## What the exercise asks
Turn the stretch of lines from the start through the line containing "[1195,357,1288,408]" into a Markdown table with the columns Row and Line, skipping blank lines. Leave the pictures out of your answer.

== Entries provided ==

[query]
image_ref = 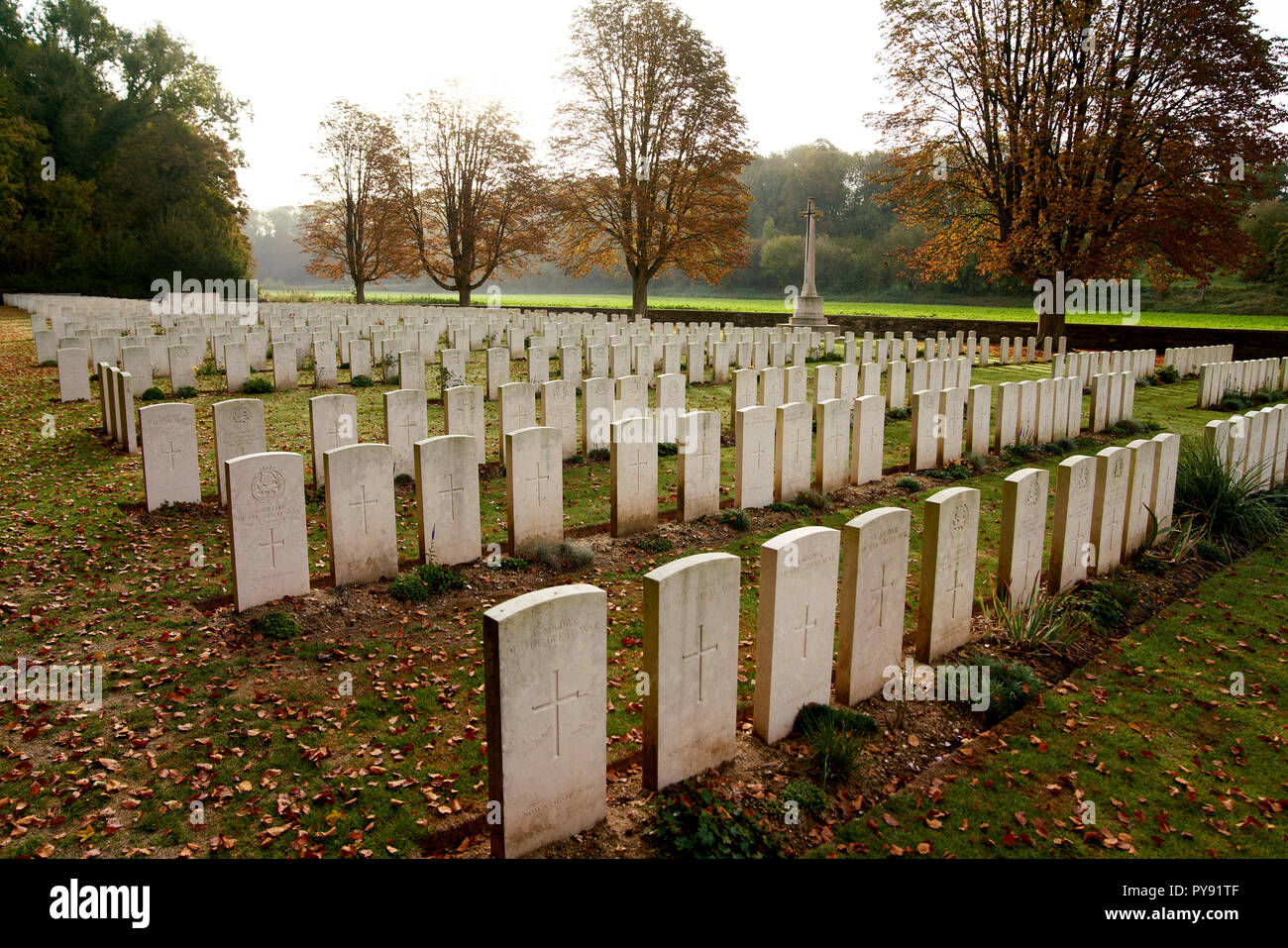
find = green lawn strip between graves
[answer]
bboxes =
[814,537,1288,858]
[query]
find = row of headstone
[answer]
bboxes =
[1051,349,1158,387]
[736,395,885,509]
[1163,343,1234,377]
[483,430,1180,857]
[993,377,1082,454]
[1089,372,1136,432]
[1195,357,1288,408]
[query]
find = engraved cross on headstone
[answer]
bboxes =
[438,474,465,523]
[680,623,720,702]
[798,605,818,658]
[532,669,581,758]
[261,527,286,570]
[949,567,966,618]
[161,441,183,471]
[349,484,380,536]
[528,461,550,503]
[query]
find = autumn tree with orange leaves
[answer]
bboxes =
[396,85,550,306]
[877,0,1288,336]
[551,0,751,314]
[296,99,408,303]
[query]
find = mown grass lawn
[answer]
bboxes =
[0,310,1277,857]
[265,290,1288,335]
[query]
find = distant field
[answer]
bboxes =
[263,290,1288,330]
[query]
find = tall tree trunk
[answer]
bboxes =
[631,266,648,316]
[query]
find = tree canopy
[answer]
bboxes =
[0,0,253,296]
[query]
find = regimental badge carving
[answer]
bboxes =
[250,468,286,503]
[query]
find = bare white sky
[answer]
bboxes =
[62,0,1288,209]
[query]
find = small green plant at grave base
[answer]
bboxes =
[635,536,675,553]
[961,652,1042,725]
[389,563,465,603]
[793,488,827,510]
[1082,576,1140,634]
[795,704,877,787]
[1173,441,1285,562]
[1216,391,1252,412]
[926,461,971,480]
[647,785,780,859]
[532,540,595,574]
[778,781,829,815]
[991,584,1087,655]
[1194,540,1231,566]
[720,507,751,531]
[765,500,808,516]
[1002,441,1040,464]
[250,609,301,640]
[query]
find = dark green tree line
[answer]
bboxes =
[0,0,253,296]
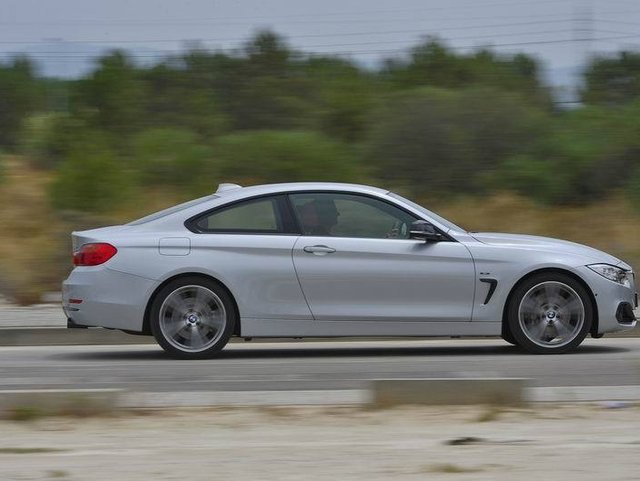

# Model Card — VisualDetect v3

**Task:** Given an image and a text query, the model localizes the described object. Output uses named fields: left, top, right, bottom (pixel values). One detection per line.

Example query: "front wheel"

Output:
left=507, top=273, right=593, bottom=354
left=150, top=277, right=236, bottom=359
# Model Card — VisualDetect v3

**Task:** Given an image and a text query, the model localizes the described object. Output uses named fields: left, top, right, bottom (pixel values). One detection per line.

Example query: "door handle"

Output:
left=302, top=246, right=336, bottom=256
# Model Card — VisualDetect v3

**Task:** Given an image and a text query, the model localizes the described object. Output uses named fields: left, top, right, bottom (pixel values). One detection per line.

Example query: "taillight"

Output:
left=73, top=242, right=118, bottom=266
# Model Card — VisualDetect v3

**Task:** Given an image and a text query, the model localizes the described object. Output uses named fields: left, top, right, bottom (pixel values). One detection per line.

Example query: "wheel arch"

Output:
left=142, top=272, right=242, bottom=336
left=502, top=267, right=598, bottom=336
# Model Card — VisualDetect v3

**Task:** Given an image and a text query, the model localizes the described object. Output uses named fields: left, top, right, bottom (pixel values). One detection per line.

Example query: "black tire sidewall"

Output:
left=507, top=272, right=594, bottom=354
left=149, top=276, right=237, bottom=359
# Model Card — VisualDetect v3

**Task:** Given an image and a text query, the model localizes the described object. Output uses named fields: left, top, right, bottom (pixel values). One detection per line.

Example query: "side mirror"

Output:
left=409, top=220, right=444, bottom=242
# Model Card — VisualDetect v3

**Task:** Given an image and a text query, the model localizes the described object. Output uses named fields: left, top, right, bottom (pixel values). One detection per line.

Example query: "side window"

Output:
left=195, top=197, right=283, bottom=234
left=289, top=193, right=417, bottom=239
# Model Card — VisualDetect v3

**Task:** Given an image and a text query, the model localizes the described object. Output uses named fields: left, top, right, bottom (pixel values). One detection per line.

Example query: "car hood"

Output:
left=469, top=232, right=622, bottom=265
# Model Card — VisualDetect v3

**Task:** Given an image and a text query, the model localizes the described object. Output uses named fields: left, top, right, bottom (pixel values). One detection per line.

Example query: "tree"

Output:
left=131, top=128, right=213, bottom=192
left=366, top=88, right=544, bottom=196
left=383, top=37, right=551, bottom=107
left=49, top=132, right=132, bottom=213
left=0, top=57, right=38, bottom=149
left=73, top=50, right=145, bottom=136
left=582, top=52, right=640, bottom=105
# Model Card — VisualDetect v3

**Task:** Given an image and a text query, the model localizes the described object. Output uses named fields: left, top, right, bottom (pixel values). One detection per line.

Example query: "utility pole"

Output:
left=573, top=0, right=593, bottom=100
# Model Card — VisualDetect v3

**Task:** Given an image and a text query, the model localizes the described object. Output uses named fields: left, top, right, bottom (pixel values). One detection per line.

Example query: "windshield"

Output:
left=127, top=194, right=218, bottom=225
left=389, top=192, right=466, bottom=232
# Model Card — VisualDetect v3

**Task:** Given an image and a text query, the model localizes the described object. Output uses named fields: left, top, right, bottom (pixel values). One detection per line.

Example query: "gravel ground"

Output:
left=0, top=294, right=640, bottom=336
left=0, top=297, right=67, bottom=328
left=0, top=405, right=640, bottom=481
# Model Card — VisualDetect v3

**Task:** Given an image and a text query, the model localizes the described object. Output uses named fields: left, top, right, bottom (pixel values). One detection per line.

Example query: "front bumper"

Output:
left=62, top=266, right=158, bottom=331
left=579, top=266, right=637, bottom=334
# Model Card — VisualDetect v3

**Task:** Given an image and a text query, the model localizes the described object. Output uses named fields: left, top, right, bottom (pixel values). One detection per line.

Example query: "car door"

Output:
left=188, top=195, right=313, bottom=320
left=289, top=192, right=475, bottom=321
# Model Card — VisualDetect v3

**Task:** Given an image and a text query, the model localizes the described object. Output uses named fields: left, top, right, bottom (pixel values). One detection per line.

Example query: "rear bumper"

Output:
left=62, top=266, right=158, bottom=331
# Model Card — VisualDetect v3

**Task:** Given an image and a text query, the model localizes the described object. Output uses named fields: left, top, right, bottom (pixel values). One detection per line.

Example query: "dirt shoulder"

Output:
left=0, top=404, right=640, bottom=481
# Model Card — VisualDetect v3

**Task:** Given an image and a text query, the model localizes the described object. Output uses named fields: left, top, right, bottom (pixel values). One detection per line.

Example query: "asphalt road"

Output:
left=0, top=338, right=640, bottom=392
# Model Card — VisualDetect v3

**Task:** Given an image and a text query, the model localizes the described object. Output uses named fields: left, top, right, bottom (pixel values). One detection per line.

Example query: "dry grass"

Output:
left=421, top=463, right=482, bottom=474
left=0, top=157, right=640, bottom=304
left=434, top=192, right=640, bottom=268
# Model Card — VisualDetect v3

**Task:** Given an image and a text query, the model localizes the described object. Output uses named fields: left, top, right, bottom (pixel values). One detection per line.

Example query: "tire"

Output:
left=507, top=272, right=594, bottom=354
left=501, top=323, right=518, bottom=346
left=150, top=276, right=237, bottom=359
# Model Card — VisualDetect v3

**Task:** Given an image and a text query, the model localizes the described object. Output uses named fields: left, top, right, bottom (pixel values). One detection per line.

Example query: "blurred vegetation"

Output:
left=0, top=31, right=640, bottom=303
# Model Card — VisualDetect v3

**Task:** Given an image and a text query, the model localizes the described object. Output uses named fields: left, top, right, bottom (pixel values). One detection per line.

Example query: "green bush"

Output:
left=132, top=128, right=213, bottom=192
left=214, top=131, right=363, bottom=184
left=49, top=134, right=132, bottom=213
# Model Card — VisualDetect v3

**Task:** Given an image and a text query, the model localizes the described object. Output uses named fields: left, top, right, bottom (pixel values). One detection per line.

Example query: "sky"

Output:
left=0, top=0, right=640, bottom=85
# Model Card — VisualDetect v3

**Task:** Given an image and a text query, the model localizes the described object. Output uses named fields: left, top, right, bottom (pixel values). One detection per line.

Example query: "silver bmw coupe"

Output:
left=63, top=183, right=638, bottom=358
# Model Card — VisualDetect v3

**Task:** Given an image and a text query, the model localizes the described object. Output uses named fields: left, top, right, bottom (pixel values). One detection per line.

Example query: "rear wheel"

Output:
left=507, top=273, right=593, bottom=354
left=150, top=277, right=236, bottom=359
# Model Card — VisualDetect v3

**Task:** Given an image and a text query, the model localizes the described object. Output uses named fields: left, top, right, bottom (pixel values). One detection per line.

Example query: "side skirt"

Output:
left=241, top=318, right=502, bottom=337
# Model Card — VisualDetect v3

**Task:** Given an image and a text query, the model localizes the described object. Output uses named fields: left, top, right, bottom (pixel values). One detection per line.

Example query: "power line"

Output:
left=0, top=0, right=569, bottom=26
left=1, top=30, right=576, bottom=55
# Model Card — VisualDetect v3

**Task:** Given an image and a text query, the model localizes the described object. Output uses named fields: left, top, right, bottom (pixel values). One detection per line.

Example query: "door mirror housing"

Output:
left=409, top=220, right=444, bottom=242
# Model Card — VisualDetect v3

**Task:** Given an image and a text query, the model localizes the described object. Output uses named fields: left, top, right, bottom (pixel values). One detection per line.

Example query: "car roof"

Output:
left=216, top=182, right=389, bottom=201
left=128, top=182, right=389, bottom=229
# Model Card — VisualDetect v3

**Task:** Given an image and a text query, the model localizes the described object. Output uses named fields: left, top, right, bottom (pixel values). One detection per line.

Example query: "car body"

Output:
left=63, top=183, right=637, bottom=357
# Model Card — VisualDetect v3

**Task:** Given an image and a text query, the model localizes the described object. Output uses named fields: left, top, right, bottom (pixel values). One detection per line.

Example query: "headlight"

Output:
left=587, top=264, right=633, bottom=288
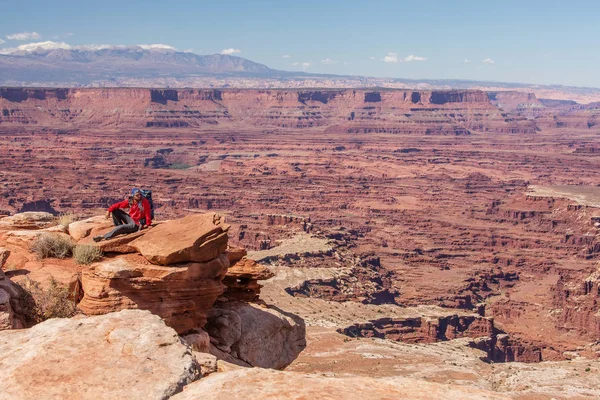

===

## The output
| Row | Line |
|---|---|
| 1 | [query] |
| 2 | image_ref =  |
| 3 | find = green lawn strip between graves |
| 4 | [answer] |
| 5 | bboxes = |
| 6 | [814,537,1288,858] |
| 7 | [query] |
| 8 | find = row of headstone |
| 9 | [answer] |
| 10 | bboxes = |
| 11 | [1051,349,1158,387] |
| 12 | [736,395,885,509] |
| 13 | [1163,343,1234,377] |
| 14 | [483,430,1180,857] |
| 15 | [993,377,1082,454] |
| 16 | [1089,372,1136,432] |
| 17 | [1195,357,1288,408] |